--- JOB ---
From the passage on stock returns below, list the ways it gives to react to Bessembinder's finding.

--- SOURCE PASSAGE ---
□ □ □

Anderson says that winners are:

  1. Early entrants to markets that later became huge.
  2. Founder-run.
  3. Willing to accept/embrace uncertainty.

I agree about the dominance of the major platforms and don’t see more regulation as the answer (since incumbents have deeper pockets with which to fund compliance).

  • But overpaying for growth has never worked in the past (see below)
Responses

There are three ways in which to react to Bessembinder’s finding:

  1. The Anderson route – work out which characteristics will lead to future success, and buy a lot of that kind of thing.
    • This is risky but could produce exceptional results (especially over the short-term).
    • But it’s hard to identify the winners, and the underlying characteristics are likely to change over time.
  2. Make sure that you are well-diversified
    • If it’s hard to pick the winners, you need to hold everything, to make sure that you include them.
    • This way lies the Vanguard passive approach, and it’s proven to work.
  3. Identify the characteristics of stocks that underperform, and avoid them.
    • If 4% of the market has all the returns, then the bottom 96% is flat (compared to Treasury bills).
    • But leave out the bottom 58% (the ones that Bessembinder found did worse than cash), and you’re going to do pretty well.
    • You could start by simply excluding the smallest 20% (or more) of stocks.

For most private investors, a combination of the second and third approaches – plus an allocation to active managers like Anderson (( I hold SMT, even if it doesn’t sound like it )) – is probably the most practical approach.

See also:  Stock Returns - The Bessembinder Report
Value and Growth

Jack Vogel

When Hendrik’s paper was first published, Jack Vogel over at Alpha Architect set out to reconcile his findings with the idea that – over the long-term – value stocks tend to outperform the growth stocks which Hendrik’s work suggests capture all the gains.

  • Small stock portfolios also tend to outperform, but individual stocks don’t (over their lifetime).

At the individual stock level, over five years, there are more negative growth stocks and more value stocks with moderate returns.

  • The highest returns (> 300%) are slightly more likely to be growth stocks.

Over ten years, the distributions close up, but value still has the edge.

  • And the big winners (> 690%) are now more likely to be value stocks.

Small caps show similar but more pronounced results.


Individual stocks and portfolios of stocks don’t have the same characteristics.

Many of the big winners over the total return history of the stock are growth stocks.

  • But over meaningful investment periods, portfolios of value stocks can beat portfolios of growth stocks.

And individual value stocks also look better on the whole.

□ □ □

--- EXTRACTED DATA ---
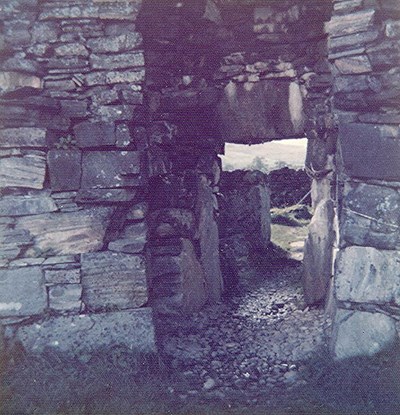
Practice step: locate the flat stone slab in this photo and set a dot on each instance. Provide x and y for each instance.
(359, 333)
(22, 292)
(28, 171)
(368, 275)
(111, 279)
(84, 334)
(66, 233)
(26, 205)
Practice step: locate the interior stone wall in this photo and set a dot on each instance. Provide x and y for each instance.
(113, 114)
(73, 176)
(364, 53)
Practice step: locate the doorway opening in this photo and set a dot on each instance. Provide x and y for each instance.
(265, 207)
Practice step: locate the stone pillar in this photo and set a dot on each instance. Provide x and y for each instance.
(364, 52)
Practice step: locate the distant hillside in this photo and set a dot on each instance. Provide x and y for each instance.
(267, 156)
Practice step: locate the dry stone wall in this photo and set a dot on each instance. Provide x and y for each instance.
(365, 57)
(73, 176)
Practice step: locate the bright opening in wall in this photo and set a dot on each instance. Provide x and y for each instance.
(282, 164)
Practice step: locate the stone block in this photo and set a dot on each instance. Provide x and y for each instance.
(110, 169)
(248, 113)
(368, 275)
(23, 137)
(22, 292)
(371, 216)
(128, 245)
(367, 154)
(177, 283)
(27, 171)
(62, 276)
(94, 134)
(86, 334)
(117, 43)
(118, 61)
(318, 253)
(66, 233)
(64, 169)
(106, 195)
(358, 333)
(65, 297)
(26, 205)
(342, 25)
(10, 81)
(115, 280)
(353, 64)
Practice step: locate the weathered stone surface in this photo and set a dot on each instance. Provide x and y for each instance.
(119, 61)
(177, 283)
(82, 335)
(209, 240)
(23, 137)
(353, 64)
(10, 81)
(110, 169)
(66, 233)
(22, 292)
(64, 169)
(318, 253)
(361, 333)
(62, 276)
(118, 43)
(181, 223)
(350, 23)
(28, 171)
(26, 205)
(105, 195)
(65, 297)
(128, 245)
(368, 275)
(262, 110)
(111, 279)
(105, 10)
(94, 134)
(12, 240)
(371, 216)
(380, 155)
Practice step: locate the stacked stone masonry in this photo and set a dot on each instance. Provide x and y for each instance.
(113, 114)
(364, 56)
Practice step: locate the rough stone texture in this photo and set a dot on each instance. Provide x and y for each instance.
(22, 292)
(263, 110)
(26, 205)
(318, 253)
(66, 233)
(84, 334)
(111, 279)
(361, 333)
(371, 216)
(363, 275)
(23, 137)
(64, 169)
(94, 134)
(62, 276)
(65, 297)
(209, 240)
(177, 283)
(28, 171)
(380, 155)
(110, 169)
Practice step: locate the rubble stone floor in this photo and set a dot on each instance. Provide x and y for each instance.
(261, 351)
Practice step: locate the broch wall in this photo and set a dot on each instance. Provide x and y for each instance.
(113, 114)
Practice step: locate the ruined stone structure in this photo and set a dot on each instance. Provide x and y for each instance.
(113, 116)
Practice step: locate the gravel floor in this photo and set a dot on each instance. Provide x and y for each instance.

□ □ □

--- ANSWER TO THIS PROBLEM ---
1. The Anderson route: work out which characteristics will lead to future success, and buy a lot of that kind of thing.
2. Make sure that you are well-diversified.
3. Identify the characteristics of stocks that underperform, and avoid them.